REQUIREMENT: Pictures stay out of your copy, but everything else in the records below must be repeated exactly.

MATERIAL FOR THIS EXERCISE:
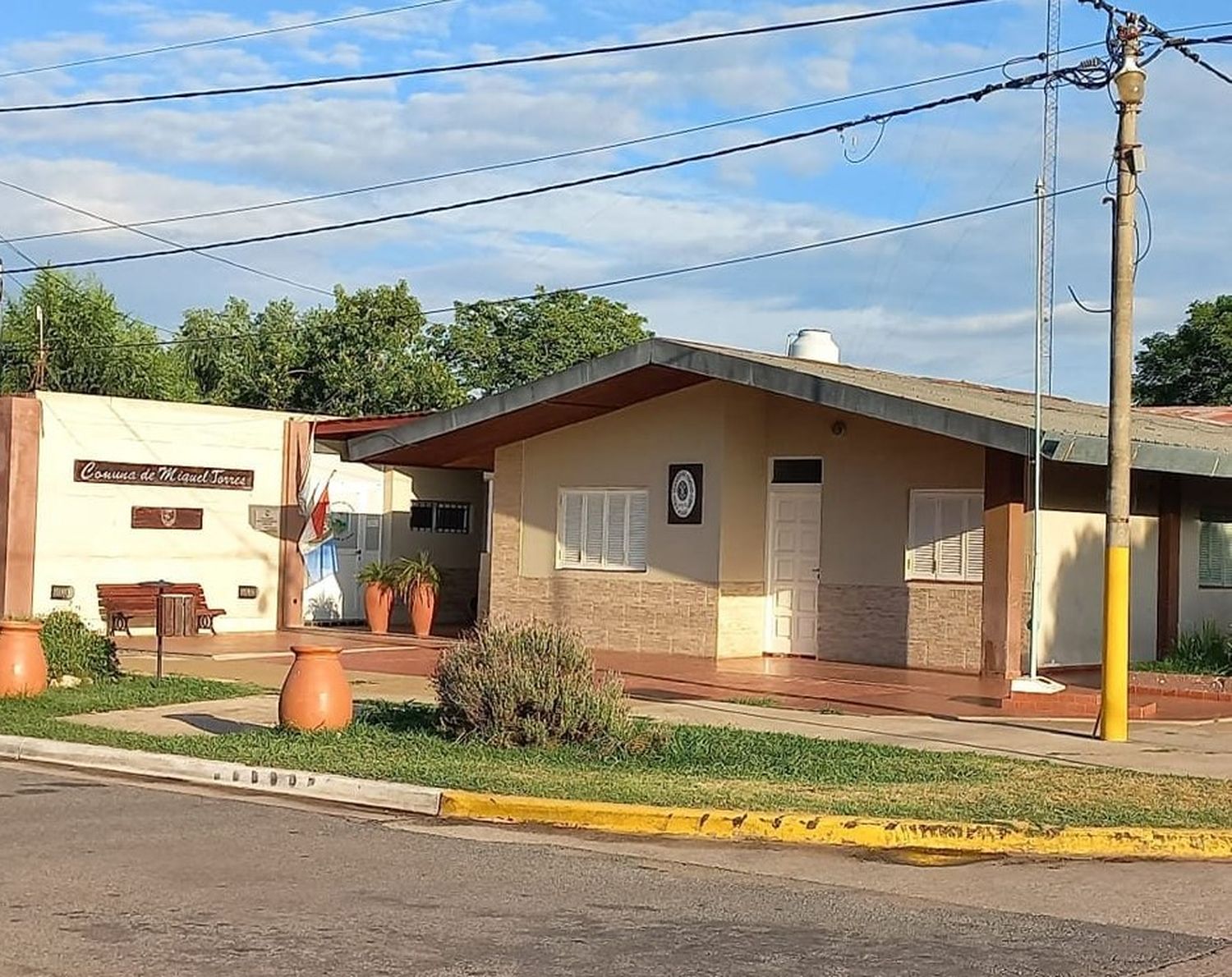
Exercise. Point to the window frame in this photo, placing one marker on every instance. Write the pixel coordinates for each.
(436, 506)
(1214, 521)
(911, 575)
(628, 492)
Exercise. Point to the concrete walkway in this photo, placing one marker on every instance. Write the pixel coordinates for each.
(1192, 750)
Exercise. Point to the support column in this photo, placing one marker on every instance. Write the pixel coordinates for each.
(20, 431)
(1004, 565)
(1168, 599)
(296, 457)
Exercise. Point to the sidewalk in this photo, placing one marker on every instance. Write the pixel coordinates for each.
(1190, 750)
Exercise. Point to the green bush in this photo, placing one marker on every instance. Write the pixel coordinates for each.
(1204, 651)
(531, 686)
(71, 649)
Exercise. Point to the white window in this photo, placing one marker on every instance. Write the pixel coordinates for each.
(946, 536)
(601, 529)
(1215, 553)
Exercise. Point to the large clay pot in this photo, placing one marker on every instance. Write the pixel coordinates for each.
(22, 666)
(377, 607)
(315, 694)
(423, 609)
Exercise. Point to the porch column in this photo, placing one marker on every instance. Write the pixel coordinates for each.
(296, 457)
(1168, 599)
(20, 428)
(1004, 563)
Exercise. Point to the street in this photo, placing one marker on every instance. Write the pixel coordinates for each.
(103, 878)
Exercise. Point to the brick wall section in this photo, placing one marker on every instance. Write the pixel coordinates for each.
(614, 612)
(933, 626)
(945, 624)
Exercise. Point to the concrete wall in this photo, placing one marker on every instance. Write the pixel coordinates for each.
(83, 531)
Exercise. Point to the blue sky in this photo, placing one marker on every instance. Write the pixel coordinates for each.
(954, 300)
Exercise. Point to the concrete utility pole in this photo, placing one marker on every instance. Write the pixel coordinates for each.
(1130, 81)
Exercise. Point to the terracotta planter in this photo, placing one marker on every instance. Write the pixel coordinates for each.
(377, 607)
(315, 694)
(423, 610)
(22, 666)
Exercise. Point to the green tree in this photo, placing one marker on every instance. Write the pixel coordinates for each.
(493, 346)
(370, 354)
(1194, 364)
(91, 345)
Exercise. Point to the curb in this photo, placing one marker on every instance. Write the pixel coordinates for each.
(222, 774)
(1004, 838)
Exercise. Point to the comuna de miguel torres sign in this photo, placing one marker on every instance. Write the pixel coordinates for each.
(174, 475)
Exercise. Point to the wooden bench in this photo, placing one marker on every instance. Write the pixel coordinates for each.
(121, 605)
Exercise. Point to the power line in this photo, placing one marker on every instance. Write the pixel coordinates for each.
(246, 36)
(120, 226)
(1084, 76)
(495, 62)
(586, 150)
(677, 271)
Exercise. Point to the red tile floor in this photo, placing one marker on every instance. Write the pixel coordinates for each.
(793, 683)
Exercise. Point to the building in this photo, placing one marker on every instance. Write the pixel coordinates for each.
(714, 502)
(670, 498)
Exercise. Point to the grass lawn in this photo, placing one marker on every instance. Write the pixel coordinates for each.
(699, 767)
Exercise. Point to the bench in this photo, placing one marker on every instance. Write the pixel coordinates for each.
(121, 605)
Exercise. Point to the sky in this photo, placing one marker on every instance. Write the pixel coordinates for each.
(955, 300)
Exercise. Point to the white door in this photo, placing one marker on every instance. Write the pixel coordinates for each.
(357, 534)
(793, 568)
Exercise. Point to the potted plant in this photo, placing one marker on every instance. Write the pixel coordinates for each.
(419, 582)
(379, 585)
(22, 666)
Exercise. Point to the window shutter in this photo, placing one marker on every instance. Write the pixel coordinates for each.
(973, 540)
(949, 544)
(593, 539)
(638, 518)
(923, 519)
(571, 529)
(618, 529)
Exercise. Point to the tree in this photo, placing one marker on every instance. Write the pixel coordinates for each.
(1194, 364)
(370, 354)
(493, 346)
(91, 345)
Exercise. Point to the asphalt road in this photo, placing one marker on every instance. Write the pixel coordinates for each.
(100, 878)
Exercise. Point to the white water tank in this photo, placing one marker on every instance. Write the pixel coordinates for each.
(815, 344)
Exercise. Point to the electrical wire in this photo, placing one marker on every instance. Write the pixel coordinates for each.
(120, 226)
(509, 62)
(246, 36)
(1081, 76)
(684, 270)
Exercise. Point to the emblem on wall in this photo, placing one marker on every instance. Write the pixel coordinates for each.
(684, 494)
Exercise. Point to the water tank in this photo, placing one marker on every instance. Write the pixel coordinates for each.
(815, 344)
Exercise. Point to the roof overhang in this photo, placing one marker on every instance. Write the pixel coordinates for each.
(467, 436)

RESPONSE BELOW:
Exercise. Point to the window frame in this photo, placing one marker on every instance. Write the pixel coordinates for each.
(436, 506)
(1214, 521)
(911, 575)
(628, 492)
Exercise. Point to the concrete walkway in this photo, placing one marker on every instance. Write the pixel coordinates for each.
(1192, 750)
Exercise. Point to the support column in this photo, placing one marker on every instance. Write the pixel coordinates for each.
(20, 431)
(1004, 565)
(1168, 599)
(296, 457)
Exercise. Point to the sidewalk in this photo, placing one marker on every instance. Write the pixel coordinates for each.
(1190, 750)
Exercise. Point to the green bush in this photo, placing one marker on every instance. Write the pixel coordinates for each.
(1204, 651)
(531, 686)
(71, 649)
Exercise. Point to the white window in this photo, placing one marker on every instance. Write the pixel coordinates for each.
(946, 536)
(601, 529)
(1215, 553)
Exercise. Point to the large clay pot in this photo, placing one marker on every instance. Write the pixel coordinates for each.
(22, 666)
(377, 607)
(315, 694)
(423, 609)
Exercise. Point to the porch column in this photo, placing one marker on every instance. Write the pixel coordinates for each.
(296, 457)
(1168, 599)
(20, 428)
(1004, 563)
Exercise. Point to the street in this photo, placing one marker on every instance. Write the pixel coordinates for each.
(103, 878)
Exercise. Point to the brick wall section in this photo, placing one marker on every instance. Write the pixel coordinates for each.
(614, 612)
(933, 626)
(945, 624)
Exercise. Point to the concrete wall in this photo, placing one marker on every instance. Write the pixel coordinates for each.
(83, 531)
Exercise. Point to the blue sky in this photo, placing one marker on every instance. Write the pixel coordinates for each.
(954, 300)
Exercise. Point to the concrete utility pole in this photo, placing one marker on every instance. Write the pixel coordinates for each.
(1130, 81)
Exercise. Point to the terracotta planter in this photo, placing one marker on every instance. Write the pixel coordinates for each.
(377, 607)
(315, 694)
(423, 610)
(22, 666)
Exercise. Point to the green tree in this photo, placing one marker on every instance. Write the pixel coordinates for each.
(493, 346)
(370, 354)
(1194, 364)
(91, 345)
Exercise. Point to the curb in this photo, placing one marker on every instance. Write the pixel coordinates for each.
(222, 774)
(1004, 838)
Exercise. Point to the comuna de miguel torres sign in this photo, placing one marker on every instance. Write the pixel coordinates for each.
(174, 475)
Exercise. Point to the wooden bench in this photo, placing one marker on every instance. Write the pixel coordinates for each.
(121, 605)
Exercise. Point to the power line in this photo, placing one marker on every instance. Write the pixel coordinates for each.
(246, 36)
(120, 226)
(1084, 76)
(495, 62)
(586, 150)
(677, 271)
Exercise. Point to the red tile floor in this photo, placing one marker on every instance. Write the pixel coordinates for each.
(793, 683)
Exercise. Point to the building in this photo, placing one marker on every instance. Write the pixel coordinates for each.
(714, 502)
(670, 498)
Exercise. Point to the grass lawn in this photo, placing one marker on every instance. Write the pixel coordinates for each.
(699, 767)
Exercise. Point to the bench in this photo, placing one marker on every instance. Write the pixel coordinates for each.
(121, 605)
Exercise. Point to the sky in this photo, placing one marker on every instance. Write the pixel coordinates for each.
(955, 300)
Exercise. Point to the white door in this photo, placing one marker on every instance. Write the pixel coordinates for each.
(357, 534)
(793, 568)
Exercise. Point to the potted plant in this photo, placing one marker on every instance. Write the pixel coordinates for each.
(419, 582)
(379, 585)
(22, 666)
Exercise. Point to the window shutter in this photo, placing one marker on every instance. Write the pixel coordinates for each.
(973, 540)
(949, 544)
(593, 539)
(638, 518)
(923, 519)
(571, 529)
(618, 529)
Exercise. Point to the tree in this photo, placing one marker on every instance. Write the pixel coordinates for each.
(1194, 364)
(370, 354)
(493, 346)
(91, 345)
Exercise. Point to the asphalt road in this photo, placing one marker on every instance. Write the pixel coordinates for each.
(100, 878)
Exercise. Point to the white water tank in this photo, placing one marker on every instance. Write the pixel coordinates for each.
(815, 344)
Exercise. Point to the electrical wire in this photo, placing one marker on every instance. Write the pixel coordinates for each.
(120, 226)
(509, 62)
(246, 36)
(1081, 76)
(684, 270)
Exercise. Point to the emblem on wall in this photo, placing one marker on every instance. Write the pixel coordinates for each.
(684, 494)
Exercise. Point to the water tank in this photo, placing one marker on every instance. Write the pixel coordinates for each.
(815, 344)
Exercise. Point to the roof overhang in this photo, placing one marker on every instance. Write the pixel coordinates for each.
(467, 436)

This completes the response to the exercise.